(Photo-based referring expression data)
Start of Block

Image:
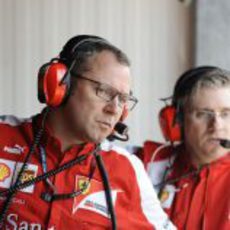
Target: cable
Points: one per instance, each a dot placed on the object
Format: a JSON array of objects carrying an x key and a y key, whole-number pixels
[{"x": 107, "y": 188}]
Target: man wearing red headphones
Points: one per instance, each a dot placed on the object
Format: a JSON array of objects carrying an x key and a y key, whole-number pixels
[
  {"x": 192, "y": 176},
  {"x": 56, "y": 170}
]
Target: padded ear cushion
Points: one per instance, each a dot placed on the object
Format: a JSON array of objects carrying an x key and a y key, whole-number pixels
[
  {"x": 169, "y": 126},
  {"x": 51, "y": 87}
]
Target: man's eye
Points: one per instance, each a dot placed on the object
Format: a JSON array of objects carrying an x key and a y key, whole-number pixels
[
  {"x": 225, "y": 113},
  {"x": 200, "y": 114}
]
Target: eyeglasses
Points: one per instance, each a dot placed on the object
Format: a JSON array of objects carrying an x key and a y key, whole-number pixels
[
  {"x": 108, "y": 93},
  {"x": 204, "y": 115}
]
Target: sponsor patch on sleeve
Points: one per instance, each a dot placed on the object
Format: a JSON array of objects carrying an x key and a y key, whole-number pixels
[{"x": 93, "y": 198}]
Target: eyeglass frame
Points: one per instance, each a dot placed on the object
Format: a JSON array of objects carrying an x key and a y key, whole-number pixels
[
  {"x": 130, "y": 98},
  {"x": 208, "y": 115}
]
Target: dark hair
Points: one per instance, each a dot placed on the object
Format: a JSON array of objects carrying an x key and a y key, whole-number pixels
[
  {"x": 79, "y": 49},
  {"x": 194, "y": 79}
]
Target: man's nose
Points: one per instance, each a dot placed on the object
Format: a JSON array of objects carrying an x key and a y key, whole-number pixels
[{"x": 114, "y": 105}]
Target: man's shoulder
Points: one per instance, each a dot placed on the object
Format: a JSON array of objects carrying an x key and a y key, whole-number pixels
[
  {"x": 12, "y": 120},
  {"x": 120, "y": 153}
]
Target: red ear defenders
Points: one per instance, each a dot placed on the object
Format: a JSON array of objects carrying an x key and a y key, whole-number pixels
[
  {"x": 169, "y": 126},
  {"x": 54, "y": 76},
  {"x": 52, "y": 89}
]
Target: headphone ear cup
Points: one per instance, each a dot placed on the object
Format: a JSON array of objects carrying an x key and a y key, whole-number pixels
[
  {"x": 52, "y": 88},
  {"x": 124, "y": 114},
  {"x": 168, "y": 123}
]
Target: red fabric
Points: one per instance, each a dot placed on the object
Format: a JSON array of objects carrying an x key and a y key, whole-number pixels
[
  {"x": 202, "y": 199},
  {"x": 87, "y": 211}
]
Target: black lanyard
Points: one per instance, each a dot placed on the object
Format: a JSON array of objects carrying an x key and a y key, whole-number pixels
[{"x": 55, "y": 196}]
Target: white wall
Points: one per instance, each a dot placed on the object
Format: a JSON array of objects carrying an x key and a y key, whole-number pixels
[{"x": 156, "y": 35}]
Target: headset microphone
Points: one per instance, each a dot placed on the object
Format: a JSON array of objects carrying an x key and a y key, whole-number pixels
[
  {"x": 225, "y": 143},
  {"x": 120, "y": 132}
]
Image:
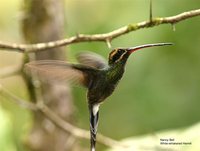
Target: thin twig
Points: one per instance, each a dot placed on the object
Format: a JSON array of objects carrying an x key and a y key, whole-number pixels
[
  {"x": 100, "y": 37},
  {"x": 73, "y": 130}
]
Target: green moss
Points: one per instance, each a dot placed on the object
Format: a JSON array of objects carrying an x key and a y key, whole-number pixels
[{"x": 132, "y": 27}]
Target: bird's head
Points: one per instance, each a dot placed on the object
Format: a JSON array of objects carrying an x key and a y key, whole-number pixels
[{"x": 120, "y": 55}]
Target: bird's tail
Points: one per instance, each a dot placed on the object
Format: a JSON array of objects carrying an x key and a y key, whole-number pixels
[{"x": 94, "y": 117}]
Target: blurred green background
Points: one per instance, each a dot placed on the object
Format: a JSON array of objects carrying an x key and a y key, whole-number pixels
[{"x": 161, "y": 86}]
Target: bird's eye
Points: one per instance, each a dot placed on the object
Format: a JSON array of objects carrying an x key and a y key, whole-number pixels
[{"x": 120, "y": 51}]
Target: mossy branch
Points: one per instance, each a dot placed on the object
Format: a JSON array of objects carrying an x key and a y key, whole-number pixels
[{"x": 105, "y": 37}]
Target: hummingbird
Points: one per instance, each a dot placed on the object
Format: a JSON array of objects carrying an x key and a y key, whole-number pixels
[{"x": 93, "y": 72}]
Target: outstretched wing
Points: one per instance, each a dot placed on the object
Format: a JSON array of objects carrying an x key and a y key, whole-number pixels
[
  {"x": 92, "y": 59},
  {"x": 60, "y": 71}
]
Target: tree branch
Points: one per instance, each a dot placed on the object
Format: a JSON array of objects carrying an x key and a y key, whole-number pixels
[
  {"x": 9, "y": 71},
  {"x": 105, "y": 37},
  {"x": 67, "y": 127}
]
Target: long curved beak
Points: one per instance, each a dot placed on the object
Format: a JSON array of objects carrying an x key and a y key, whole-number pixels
[{"x": 133, "y": 49}]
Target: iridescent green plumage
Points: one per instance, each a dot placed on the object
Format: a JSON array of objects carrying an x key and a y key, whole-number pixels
[{"x": 94, "y": 73}]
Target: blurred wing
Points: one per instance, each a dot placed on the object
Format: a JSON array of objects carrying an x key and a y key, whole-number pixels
[
  {"x": 92, "y": 59},
  {"x": 58, "y": 71}
]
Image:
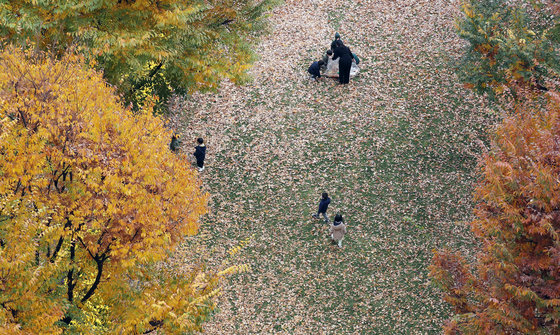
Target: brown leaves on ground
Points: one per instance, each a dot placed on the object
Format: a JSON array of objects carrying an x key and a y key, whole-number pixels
[{"x": 396, "y": 150}]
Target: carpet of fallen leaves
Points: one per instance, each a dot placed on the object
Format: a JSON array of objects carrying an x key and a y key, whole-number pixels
[{"x": 396, "y": 150}]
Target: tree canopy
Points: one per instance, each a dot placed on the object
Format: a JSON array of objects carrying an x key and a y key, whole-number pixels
[
  {"x": 511, "y": 44},
  {"x": 514, "y": 285},
  {"x": 143, "y": 45},
  {"x": 90, "y": 200}
]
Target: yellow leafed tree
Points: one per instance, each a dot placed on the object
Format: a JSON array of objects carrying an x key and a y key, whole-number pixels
[{"x": 91, "y": 202}]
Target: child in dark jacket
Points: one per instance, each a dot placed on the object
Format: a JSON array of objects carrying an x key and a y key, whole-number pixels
[
  {"x": 315, "y": 69},
  {"x": 338, "y": 230},
  {"x": 200, "y": 153},
  {"x": 326, "y": 58},
  {"x": 323, "y": 206}
]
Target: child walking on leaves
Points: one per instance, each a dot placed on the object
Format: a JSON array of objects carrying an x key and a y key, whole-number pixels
[
  {"x": 323, "y": 206},
  {"x": 338, "y": 230}
]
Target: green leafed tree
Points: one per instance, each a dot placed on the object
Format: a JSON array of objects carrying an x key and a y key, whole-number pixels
[
  {"x": 510, "y": 44},
  {"x": 92, "y": 202},
  {"x": 144, "y": 47},
  {"x": 513, "y": 286}
]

End of Block

Task item:
Your task is to reproduce every record exactly while omitting the pictures.

Output of the exercise:
Image:
Target: cable
Points: one per instance, each a dot placed on the object
Format: a JSON array of objects carrying an x key and a y key, whole-number pixels
[{"x": 107, "y": 188}]
Target: man wearing red headphones
Points: one per instance, each a dot placed on the object
Format: a JSON array of objects carrying an x key and a y key, whole-number pixels
[
  {"x": 192, "y": 176},
  {"x": 56, "y": 170}
]
Target: padded ear cushion
Points: one per instance, each a dot placed on the object
Format: a JSON array of objects carrying an x key and a y key, whole-number pixels
[
  {"x": 169, "y": 126},
  {"x": 51, "y": 87}
]
Target: man's eye
Points: one per instance, each a dot placed on the object
Format: a JSON array of objects carrying an x key and a y key, whole-number pixels
[
  {"x": 225, "y": 113},
  {"x": 200, "y": 114}
]
Target: eyeglasses
Points: one per instance, each a dot placed on the object
Format: a JSON array of objects carrying an x key and a y key, whole-number pixels
[
  {"x": 108, "y": 93},
  {"x": 204, "y": 115}
]
Target: sponsor patch on sleeve
Points: one per instance, each a dot placed on the object
Format: a JSON array of objects carrying an x key and a y key, whole-number pixels
[{"x": 93, "y": 198}]
Target: eyeglass frame
Points: one per instance, each a dot placed on the object
Format: a JSON array of objects carrying an x key and a y key, whole-number pixels
[
  {"x": 130, "y": 98},
  {"x": 208, "y": 115}
]
Target: dark hair
Points: one per instance, each a dot placed on the object
Format: a JSON array of objects carrying an x key and a y key, whole-number pixels
[
  {"x": 79, "y": 49},
  {"x": 194, "y": 79}
]
Target: man's nose
Points: one per instance, each a dot placed on the object
Format: a JSON array of objects carrying an x key and a y key, whole-number pixels
[{"x": 114, "y": 105}]
Target: man's shoulder
Points: one per instance, each a dot placed on the object
Format: a JSON array of objects carrying an x key and a y key, whole-number pixels
[
  {"x": 12, "y": 120},
  {"x": 120, "y": 153}
]
Target: red ear defenders
Points: one per instance, each a dot placed on the object
Format: a JSON array of objects carrying an x key and a y key, whole-number pixels
[
  {"x": 169, "y": 126},
  {"x": 54, "y": 76},
  {"x": 52, "y": 89}
]
Target: headphone ear cup
Points: one per instance, each a dot placed on the object
Format: a JSON array of objects carrying an x key and a y key, whole-number pixels
[
  {"x": 52, "y": 88},
  {"x": 124, "y": 114},
  {"x": 168, "y": 123}
]
Target: red fabric
Points: one per instance, each a dot placed on the object
Format: a JSON array of objects carrying an x key and a y key, whole-number pixels
[
  {"x": 202, "y": 199},
  {"x": 87, "y": 211}
]
Target: black lanyard
Points: one per instance, each a dot placed on the object
Format: a JSON array of objects carrying an x key and a y key, whole-number pixels
[{"x": 55, "y": 196}]
Target: white wall
Points: one per instance, each a dot placed on the object
Format: a JSON array of objects carrying an x key and a y key, whole-number pixels
[{"x": 156, "y": 35}]
Target: headset microphone
Points: one per instance, each a dot placed on the object
Format: a JSON array of objects carrying an x key and a y key, whole-number pixels
[
  {"x": 225, "y": 143},
  {"x": 120, "y": 132}
]
Image:
Target: thin twig
Points: one per instance, each a dot placed on the object
Format: a JSON array of objects carrying an x key and a y key, whole-number pixels
[
  {"x": 100, "y": 37},
  {"x": 73, "y": 130}
]
Target: green moss
Points: one per instance, each a dot placed on the object
Format: a JSON array of objects carrying an x key and a y key, whole-number pixels
[{"x": 132, "y": 27}]
Target: bird's head
Points: one per instance, each a dot placed on the object
Format: a JSON array of objects carrying an x key and a y key, whole-number pixels
[{"x": 120, "y": 55}]
Target: bird's tail
Points: one per instance, each a dot placed on the object
Format: a JSON array of objects carrying an x key and a y key, whole-number pixels
[{"x": 94, "y": 117}]
Target: blurred green background
Points: one per instance, each a dot placed on the object
Format: a JSON array of objects carrying an x key and a y key, whole-number pixels
[{"x": 161, "y": 86}]
Target: bird's eye
Points: one per instance, each a dot placed on the object
Format: a JSON array of objects carrying an x key and a y key, whole-number pixels
[{"x": 120, "y": 51}]
Target: mossy branch
Points: one per instance, each a dot placed on the object
Format: a JSON array of objects carrying an x key and a y key, whole-number pixels
[{"x": 105, "y": 37}]
Target: hummingbird
Points: one per instance, each a dot placed on the object
Format: a JSON array of objects carrying an x key and a y key, whole-number pixels
[{"x": 93, "y": 72}]
Target: outstretched wing
Points: one per instance, each a dot placed on the object
Format: a JSON array of objects carrying an x key and a y key, whole-number pixels
[
  {"x": 92, "y": 59},
  {"x": 60, "y": 71}
]
Target: tree branch
Points: one per instance, each a dot placed on the object
Format: a JSON array of objects carrying an x key and a y key, whole-number pixels
[
  {"x": 9, "y": 71},
  {"x": 105, "y": 37},
  {"x": 67, "y": 127}
]
Target: long curved beak
Points: one per instance, each a dot placed on the object
Format: a JSON array of objects carrying an x key and a y key, whole-number pixels
[{"x": 133, "y": 49}]
Target: iridescent green plumage
Points: one per instance, each a dot placed on the object
Format: a JSON array of objects carrying an x key and a y key, whole-number pixels
[{"x": 94, "y": 73}]
Target: blurred wing
Points: one per instance, each a dot placed on the object
Format: a JSON array of objects carrying an x key and a y key, whole-number pixels
[
  {"x": 92, "y": 59},
  {"x": 58, "y": 71}
]
Image:
Target: brown leaves on ground
Points: one per instance, each a dot placed on the object
Format: a JSON array of objects carrying an x key and a y key, whole-number pixels
[{"x": 396, "y": 150}]
Target: carpet of fallen leaves
Points: one per instance, each a dot placed on the object
Format: a JSON array of objects carrying an x key and a y key, whole-number pixels
[{"x": 396, "y": 150}]
Target: tree canopy
Points: one per instance, each a dot placed on the object
Format: a JSON array of objects carrying an x key and a y key, whole-number pixels
[
  {"x": 511, "y": 44},
  {"x": 514, "y": 285},
  {"x": 143, "y": 45},
  {"x": 90, "y": 200}
]
Target: yellow leafed tree
Points: one per instance, each a dot placed on the object
Format: a JSON array of objects carrying an x key and a y key, whole-number pixels
[{"x": 91, "y": 202}]
Target: child in dark jacket
Points: one per instance, each a dot placed on the object
Format: a JSON array of objects carrying an x key and a y key, whole-number pixels
[
  {"x": 315, "y": 69},
  {"x": 338, "y": 230},
  {"x": 200, "y": 153},
  {"x": 326, "y": 58},
  {"x": 323, "y": 206}
]
Target: child walking on leaves
Points: one per instance, each a dot placed on the object
Format: a JSON array of objects carrying an x key and a y key, whole-number pixels
[
  {"x": 323, "y": 206},
  {"x": 338, "y": 230}
]
Target: green leafed tree
Points: one per instance, each a dot placed on the object
Format: a JSON array of objects carrying an x key and a y key, whole-number pixels
[
  {"x": 510, "y": 44},
  {"x": 92, "y": 202},
  {"x": 144, "y": 47},
  {"x": 513, "y": 286}
]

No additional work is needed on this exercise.